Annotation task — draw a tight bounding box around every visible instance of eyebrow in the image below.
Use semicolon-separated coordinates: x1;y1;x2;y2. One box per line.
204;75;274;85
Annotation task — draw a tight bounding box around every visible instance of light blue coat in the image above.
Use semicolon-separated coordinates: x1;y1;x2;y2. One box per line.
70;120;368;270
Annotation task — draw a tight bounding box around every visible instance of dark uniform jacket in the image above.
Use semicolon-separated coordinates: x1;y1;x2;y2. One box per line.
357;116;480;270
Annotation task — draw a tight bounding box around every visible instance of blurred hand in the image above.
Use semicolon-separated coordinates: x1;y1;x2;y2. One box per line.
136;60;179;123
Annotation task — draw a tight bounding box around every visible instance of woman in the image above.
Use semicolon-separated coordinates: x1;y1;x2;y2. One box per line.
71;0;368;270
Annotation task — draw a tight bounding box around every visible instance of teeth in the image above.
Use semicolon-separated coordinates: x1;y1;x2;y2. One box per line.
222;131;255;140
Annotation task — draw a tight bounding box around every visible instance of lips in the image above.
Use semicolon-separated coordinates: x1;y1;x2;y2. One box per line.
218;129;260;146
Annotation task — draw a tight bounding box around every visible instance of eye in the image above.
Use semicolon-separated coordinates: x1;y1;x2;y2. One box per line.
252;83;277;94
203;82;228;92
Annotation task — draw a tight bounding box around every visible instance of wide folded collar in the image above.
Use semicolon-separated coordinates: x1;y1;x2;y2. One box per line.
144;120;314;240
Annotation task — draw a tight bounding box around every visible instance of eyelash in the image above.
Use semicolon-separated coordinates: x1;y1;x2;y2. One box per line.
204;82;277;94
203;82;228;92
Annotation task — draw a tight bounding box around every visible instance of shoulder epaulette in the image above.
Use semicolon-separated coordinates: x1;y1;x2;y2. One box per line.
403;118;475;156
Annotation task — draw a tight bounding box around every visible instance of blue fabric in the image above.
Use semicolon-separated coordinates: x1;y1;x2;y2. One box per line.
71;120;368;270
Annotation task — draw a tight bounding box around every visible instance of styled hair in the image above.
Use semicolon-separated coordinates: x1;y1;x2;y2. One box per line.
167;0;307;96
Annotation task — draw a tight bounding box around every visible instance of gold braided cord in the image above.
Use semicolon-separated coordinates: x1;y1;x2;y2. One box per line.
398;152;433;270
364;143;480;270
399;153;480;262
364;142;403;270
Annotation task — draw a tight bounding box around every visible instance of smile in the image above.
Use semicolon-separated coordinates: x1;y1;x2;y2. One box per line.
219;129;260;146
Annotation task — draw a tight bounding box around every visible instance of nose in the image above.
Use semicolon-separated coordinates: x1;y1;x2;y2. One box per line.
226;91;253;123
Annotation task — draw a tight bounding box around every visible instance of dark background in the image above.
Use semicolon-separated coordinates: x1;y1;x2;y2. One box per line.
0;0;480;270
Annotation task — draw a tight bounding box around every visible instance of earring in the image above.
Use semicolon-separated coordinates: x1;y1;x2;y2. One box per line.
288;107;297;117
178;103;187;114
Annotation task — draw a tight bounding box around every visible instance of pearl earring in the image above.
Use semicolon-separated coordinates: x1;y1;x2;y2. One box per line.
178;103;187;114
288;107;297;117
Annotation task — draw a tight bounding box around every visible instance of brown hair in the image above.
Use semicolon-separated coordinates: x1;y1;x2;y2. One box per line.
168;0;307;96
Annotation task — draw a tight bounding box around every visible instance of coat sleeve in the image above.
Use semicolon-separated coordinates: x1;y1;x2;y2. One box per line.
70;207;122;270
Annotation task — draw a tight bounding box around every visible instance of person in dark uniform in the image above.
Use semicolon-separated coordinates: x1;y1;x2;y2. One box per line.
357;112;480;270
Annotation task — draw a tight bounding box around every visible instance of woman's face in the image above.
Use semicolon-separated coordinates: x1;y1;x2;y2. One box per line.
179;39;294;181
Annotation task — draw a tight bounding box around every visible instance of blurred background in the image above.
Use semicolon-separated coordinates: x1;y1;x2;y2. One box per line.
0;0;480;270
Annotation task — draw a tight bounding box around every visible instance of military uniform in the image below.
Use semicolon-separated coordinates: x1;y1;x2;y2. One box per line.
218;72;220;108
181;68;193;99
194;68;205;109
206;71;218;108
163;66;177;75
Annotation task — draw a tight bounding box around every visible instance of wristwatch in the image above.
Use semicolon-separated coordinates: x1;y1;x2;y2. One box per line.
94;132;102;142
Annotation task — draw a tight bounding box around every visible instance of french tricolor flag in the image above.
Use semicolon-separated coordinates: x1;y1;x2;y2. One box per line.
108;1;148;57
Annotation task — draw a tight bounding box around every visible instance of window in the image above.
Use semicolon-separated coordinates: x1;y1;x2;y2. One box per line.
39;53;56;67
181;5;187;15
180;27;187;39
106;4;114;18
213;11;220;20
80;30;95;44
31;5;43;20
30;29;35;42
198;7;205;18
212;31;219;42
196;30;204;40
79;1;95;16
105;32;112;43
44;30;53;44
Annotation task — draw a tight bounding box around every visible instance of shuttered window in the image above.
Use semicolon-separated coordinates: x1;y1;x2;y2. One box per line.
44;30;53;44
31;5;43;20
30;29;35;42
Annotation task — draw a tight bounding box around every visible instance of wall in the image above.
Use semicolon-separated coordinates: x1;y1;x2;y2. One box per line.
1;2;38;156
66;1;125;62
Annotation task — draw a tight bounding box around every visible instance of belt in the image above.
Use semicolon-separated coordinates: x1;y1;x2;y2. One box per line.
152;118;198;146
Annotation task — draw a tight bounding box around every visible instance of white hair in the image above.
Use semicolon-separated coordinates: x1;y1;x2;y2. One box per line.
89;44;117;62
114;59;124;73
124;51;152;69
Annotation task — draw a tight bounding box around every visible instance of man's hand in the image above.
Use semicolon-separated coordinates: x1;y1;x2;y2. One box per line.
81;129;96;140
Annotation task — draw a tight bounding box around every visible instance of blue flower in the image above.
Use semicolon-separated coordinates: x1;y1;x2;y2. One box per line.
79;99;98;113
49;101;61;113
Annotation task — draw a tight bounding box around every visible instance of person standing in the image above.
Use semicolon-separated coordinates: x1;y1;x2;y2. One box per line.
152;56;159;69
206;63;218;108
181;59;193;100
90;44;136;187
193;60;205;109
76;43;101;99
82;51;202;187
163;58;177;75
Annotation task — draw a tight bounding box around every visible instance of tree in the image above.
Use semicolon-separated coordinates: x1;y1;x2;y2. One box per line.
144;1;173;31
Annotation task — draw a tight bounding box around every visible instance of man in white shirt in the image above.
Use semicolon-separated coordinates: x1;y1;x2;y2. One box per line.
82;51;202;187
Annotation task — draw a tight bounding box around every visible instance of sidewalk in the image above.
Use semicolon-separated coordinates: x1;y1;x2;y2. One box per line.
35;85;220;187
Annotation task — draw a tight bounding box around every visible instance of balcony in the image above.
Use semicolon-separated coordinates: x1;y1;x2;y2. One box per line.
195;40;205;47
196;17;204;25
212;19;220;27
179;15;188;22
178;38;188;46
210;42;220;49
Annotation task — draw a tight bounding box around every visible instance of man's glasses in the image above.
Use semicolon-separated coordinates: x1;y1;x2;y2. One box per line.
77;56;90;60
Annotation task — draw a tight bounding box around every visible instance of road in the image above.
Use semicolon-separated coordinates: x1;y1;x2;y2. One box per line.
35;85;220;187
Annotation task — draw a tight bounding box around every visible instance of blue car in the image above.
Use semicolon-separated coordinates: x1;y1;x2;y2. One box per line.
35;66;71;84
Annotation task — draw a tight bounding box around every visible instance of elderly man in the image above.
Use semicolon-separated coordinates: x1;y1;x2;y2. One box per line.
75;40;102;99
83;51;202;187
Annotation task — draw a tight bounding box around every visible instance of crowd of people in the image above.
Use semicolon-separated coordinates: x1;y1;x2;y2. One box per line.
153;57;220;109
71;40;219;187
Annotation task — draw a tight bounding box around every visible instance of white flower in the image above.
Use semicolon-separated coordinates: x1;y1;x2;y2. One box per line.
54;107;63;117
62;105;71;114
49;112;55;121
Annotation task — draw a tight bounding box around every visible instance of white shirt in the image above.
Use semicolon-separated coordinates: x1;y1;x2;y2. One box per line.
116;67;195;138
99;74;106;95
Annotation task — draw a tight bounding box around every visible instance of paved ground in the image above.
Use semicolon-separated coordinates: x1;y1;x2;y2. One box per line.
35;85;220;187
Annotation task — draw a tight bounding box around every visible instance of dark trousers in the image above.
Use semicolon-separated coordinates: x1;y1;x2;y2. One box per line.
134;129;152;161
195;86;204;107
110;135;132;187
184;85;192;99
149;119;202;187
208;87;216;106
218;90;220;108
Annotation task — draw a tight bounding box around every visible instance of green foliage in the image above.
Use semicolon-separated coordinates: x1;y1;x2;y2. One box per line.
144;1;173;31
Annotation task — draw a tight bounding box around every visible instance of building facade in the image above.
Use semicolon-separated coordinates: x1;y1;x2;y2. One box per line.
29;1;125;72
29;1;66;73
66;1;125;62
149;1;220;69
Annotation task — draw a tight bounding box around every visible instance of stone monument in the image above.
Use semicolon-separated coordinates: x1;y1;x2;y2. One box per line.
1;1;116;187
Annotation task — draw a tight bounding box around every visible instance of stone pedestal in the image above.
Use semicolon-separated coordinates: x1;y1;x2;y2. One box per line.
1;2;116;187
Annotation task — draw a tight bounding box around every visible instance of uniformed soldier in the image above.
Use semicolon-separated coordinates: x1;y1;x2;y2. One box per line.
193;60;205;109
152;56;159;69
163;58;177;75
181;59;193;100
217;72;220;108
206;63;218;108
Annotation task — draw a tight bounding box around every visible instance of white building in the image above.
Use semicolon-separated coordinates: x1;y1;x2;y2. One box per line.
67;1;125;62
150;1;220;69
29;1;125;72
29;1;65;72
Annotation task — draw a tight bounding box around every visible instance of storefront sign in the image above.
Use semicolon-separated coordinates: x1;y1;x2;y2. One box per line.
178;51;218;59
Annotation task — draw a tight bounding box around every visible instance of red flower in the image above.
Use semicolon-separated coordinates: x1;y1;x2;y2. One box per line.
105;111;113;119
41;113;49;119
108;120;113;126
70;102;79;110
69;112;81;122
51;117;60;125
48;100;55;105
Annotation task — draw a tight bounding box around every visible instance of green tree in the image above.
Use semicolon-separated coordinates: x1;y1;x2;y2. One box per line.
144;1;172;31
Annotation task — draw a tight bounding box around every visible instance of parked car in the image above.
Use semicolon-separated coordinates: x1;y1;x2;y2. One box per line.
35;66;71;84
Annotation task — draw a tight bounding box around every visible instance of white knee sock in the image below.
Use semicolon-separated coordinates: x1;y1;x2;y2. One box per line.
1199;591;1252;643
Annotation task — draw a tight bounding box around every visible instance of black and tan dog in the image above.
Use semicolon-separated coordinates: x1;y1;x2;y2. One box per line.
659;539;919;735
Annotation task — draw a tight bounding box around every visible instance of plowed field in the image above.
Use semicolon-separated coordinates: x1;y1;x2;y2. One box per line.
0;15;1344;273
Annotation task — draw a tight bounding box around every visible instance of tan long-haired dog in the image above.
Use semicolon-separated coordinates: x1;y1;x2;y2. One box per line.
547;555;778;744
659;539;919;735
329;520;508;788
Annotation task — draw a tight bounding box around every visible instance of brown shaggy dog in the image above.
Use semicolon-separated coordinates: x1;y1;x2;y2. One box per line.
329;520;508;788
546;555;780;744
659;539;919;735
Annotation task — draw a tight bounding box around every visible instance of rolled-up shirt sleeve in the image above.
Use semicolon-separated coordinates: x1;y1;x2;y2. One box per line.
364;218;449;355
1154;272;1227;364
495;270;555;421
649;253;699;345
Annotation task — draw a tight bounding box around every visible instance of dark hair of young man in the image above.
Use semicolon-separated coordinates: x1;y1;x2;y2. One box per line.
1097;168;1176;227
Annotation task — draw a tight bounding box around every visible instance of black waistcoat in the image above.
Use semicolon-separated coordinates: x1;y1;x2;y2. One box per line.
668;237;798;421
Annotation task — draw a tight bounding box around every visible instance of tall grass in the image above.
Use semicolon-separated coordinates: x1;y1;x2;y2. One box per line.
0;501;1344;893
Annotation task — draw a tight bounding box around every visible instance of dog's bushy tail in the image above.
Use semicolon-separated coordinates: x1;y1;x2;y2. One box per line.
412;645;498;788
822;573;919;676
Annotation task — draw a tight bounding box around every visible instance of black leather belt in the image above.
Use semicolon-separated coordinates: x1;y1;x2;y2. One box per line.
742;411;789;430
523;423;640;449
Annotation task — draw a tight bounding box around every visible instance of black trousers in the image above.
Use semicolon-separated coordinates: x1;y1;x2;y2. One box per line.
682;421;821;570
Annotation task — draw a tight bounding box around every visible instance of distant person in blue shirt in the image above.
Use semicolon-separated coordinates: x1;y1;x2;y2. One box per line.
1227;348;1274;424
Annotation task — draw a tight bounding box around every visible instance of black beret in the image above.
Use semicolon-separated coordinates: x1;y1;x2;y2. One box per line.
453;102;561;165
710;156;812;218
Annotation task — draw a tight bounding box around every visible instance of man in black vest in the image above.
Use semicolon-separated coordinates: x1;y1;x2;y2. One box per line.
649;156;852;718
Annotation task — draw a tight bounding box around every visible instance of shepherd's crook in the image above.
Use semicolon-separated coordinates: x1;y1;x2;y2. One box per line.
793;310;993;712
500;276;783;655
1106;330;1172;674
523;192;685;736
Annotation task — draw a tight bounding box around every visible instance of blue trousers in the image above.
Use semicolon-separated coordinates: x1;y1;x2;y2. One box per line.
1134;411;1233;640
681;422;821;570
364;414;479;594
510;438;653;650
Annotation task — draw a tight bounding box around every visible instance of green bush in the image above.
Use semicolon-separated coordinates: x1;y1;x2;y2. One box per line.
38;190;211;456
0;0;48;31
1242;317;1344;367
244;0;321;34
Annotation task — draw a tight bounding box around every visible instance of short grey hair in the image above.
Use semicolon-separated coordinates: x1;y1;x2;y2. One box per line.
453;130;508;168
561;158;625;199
-=-=-
= Exercise aim =
Locate every line in the records above that contains the word "earring", and copy each such line in full.

= Final result =
Annotation task — draw a tight bounding box around every visible instance of earring in the image above.
Annotation task — draw a tight bounding box around every visible instance of pearl earring in the image above.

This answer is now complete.